- _WHAT IS EXPECTED_:
Copy out all of the entries below word for word, but leave the pictures out.
»»
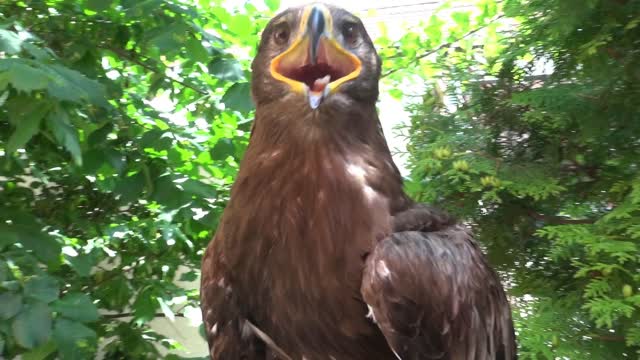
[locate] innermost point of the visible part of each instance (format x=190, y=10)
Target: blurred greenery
x=122, y=123
x=534, y=140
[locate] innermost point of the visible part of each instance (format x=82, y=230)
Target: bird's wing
x=229, y=333
x=433, y=294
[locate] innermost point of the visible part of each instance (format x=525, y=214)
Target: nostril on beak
x=315, y=28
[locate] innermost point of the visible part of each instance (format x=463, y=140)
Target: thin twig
x=559, y=220
x=443, y=46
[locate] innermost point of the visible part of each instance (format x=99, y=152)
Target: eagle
x=320, y=254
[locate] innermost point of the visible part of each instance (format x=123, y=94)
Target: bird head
x=319, y=55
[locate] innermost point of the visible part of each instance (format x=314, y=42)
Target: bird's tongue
x=320, y=84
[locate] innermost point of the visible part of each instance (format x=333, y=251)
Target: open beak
x=315, y=64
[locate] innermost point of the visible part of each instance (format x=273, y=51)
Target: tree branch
x=559, y=220
x=443, y=46
x=130, y=314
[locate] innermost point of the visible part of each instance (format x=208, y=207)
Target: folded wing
x=433, y=294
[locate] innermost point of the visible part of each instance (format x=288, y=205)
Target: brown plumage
x=320, y=254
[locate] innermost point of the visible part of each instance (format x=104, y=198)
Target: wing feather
x=229, y=334
x=434, y=296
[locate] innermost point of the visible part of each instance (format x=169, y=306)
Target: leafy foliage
x=538, y=148
x=120, y=128
x=122, y=122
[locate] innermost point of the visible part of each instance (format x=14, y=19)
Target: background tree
««
- _FULL SOLUTION_:
[locate] innermost point of the visible part of each instance (format x=190, y=10)
Target: blurred greenery
x=122, y=123
x=534, y=140
[locate] innermost point of the visible part of each instance (format x=82, y=230)
Target: bird's wing
x=229, y=333
x=433, y=294
[locate] innermost point of the visible part of each instance (format x=525, y=214)
Target: nostril on beak
x=315, y=28
[locate] innermost point of the visible part of each instance (format x=463, y=140)
Target: thin twig
x=559, y=220
x=443, y=46
[locate] innermost point of the visible part of each instance (format x=99, y=152)
Target: eagle
x=320, y=254
[locate] innermost point of the visible part of each instance (format x=123, y=94)
Target: bird head
x=319, y=55
[locate] innermost point of the visible part of each instance (format x=314, y=42)
Target: bird's tongue
x=320, y=84
[locate] innermost point of the visible part of each instance (format x=333, y=251)
Target: open beak
x=315, y=64
[locate] innermost point of the visible part of each instance (format x=273, y=51)
Target: tree branch
x=559, y=220
x=443, y=46
x=130, y=314
[locate] innermost point of the visible part of each instance (format x=208, y=207)
Target: folded wing
x=433, y=294
[locate] innermost point of the visible part of each instance (format x=288, y=205)
Target: brown plumage
x=320, y=254
[locate] innermost point of the visible part of each instance (format x=104, y=198)
Target: wing feather
x=229, y=334
x=434, y=296
[locate] innermost point of the visible part of each instance (format x=169, y=306)
Target: leafy foliage
x=538, y=148
x=120, y=128
x=122, y=122
[locate] innermost point of the visible part of each instance (format x=14, y=19)
Target: background tree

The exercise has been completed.